## Exercise details
Copy out word for word the part of the records below that begins with the line containing "Task: tag the orange" and ends with the last line of the records. Include both of those lines.

## Lines of data

'''

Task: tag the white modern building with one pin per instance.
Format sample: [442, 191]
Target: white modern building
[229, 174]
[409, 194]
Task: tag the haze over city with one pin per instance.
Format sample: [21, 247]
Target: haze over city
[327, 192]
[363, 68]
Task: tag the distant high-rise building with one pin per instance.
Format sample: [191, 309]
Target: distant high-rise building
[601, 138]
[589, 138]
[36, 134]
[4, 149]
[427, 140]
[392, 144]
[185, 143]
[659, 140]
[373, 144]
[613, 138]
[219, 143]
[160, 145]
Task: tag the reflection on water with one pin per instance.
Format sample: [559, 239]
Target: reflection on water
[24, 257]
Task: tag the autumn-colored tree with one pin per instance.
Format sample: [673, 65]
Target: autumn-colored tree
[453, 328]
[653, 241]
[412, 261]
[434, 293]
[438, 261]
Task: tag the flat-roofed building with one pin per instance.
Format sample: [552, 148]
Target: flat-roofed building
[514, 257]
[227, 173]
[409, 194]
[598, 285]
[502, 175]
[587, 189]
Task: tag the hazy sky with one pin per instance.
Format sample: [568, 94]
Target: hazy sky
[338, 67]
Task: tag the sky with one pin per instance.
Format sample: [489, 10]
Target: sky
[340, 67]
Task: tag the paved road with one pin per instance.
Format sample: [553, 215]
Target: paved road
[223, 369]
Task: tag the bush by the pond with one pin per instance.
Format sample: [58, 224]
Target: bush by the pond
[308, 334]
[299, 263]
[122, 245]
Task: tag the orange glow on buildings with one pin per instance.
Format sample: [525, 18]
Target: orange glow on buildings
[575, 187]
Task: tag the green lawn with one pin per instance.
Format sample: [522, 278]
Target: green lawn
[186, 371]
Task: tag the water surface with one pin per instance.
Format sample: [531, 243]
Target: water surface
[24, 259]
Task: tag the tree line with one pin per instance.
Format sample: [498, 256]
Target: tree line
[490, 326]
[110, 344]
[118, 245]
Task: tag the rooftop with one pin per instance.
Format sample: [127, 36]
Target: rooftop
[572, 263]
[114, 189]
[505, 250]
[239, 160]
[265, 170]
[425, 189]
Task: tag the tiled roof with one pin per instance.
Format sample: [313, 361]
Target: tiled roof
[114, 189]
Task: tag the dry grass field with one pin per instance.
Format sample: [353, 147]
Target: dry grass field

'''

## Result of this task
Task: tag the orange glow on buildings with one pin per instance.
Format sample: [525, 18]
Target: orange glow on buildings
[575, 187]
Task: tag the green lawn with one pin per instance.
Format sample: [522, 278]
Target: green lawn
[186, 371]
Task: tag the water surface with one pin per instance.
Format sample: [531, 243]
Target: water surface
[24, 259]
Task: tag the tree line with one pin per instance.
Format sample: [498, 256]
Target: tree line
[490, 326]
[110, 344]
[118, 245]
Task: tag the rooftop with one pin per instance.
Format sample: [127, 36]
Target: rooftop
[572, 263]
[114, 189]
[505, 250]
[239, 160]
[265, 170]
[425, 189]
Task: tag the tiled roof with one pin per instance.
Format sample: [313, 361]
Target: tiled roof
[114, 189]
Task: tag the dry grass field with one pin per instance.
Format sample: [353, 147]
Target: dry grass field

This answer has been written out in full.